■ TASK OBJECTIVE
Locate every line in the items below that contains the word "plastic", treating uppercase and lowercase as different, and copy each of those lines.

Collected data entries
/---

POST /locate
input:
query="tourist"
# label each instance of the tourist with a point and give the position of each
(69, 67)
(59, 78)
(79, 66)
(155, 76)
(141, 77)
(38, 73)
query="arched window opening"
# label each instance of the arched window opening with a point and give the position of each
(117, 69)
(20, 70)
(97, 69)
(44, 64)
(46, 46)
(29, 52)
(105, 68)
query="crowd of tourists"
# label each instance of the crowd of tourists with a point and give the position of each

\---
/---

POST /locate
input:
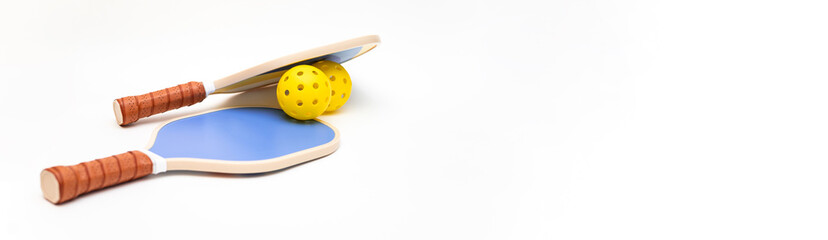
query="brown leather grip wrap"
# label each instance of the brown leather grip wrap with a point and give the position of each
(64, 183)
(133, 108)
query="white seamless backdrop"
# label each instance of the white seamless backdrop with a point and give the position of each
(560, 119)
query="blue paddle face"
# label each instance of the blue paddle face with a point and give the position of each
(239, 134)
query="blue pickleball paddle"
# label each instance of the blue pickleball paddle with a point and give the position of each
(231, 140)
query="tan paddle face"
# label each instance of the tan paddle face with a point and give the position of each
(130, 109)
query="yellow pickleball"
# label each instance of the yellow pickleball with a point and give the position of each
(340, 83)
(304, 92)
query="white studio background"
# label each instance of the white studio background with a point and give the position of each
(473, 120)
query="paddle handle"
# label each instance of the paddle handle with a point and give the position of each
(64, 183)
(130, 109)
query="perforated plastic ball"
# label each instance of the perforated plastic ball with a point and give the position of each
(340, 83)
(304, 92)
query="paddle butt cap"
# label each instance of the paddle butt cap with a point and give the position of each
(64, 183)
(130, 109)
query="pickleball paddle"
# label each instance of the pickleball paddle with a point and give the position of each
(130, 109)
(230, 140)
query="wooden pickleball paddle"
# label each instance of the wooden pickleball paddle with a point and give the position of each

\---

■ TASK SOLUTION
query="perforated plastic ball"
# label each instance of the perforated plastic ball with a point and give the position of each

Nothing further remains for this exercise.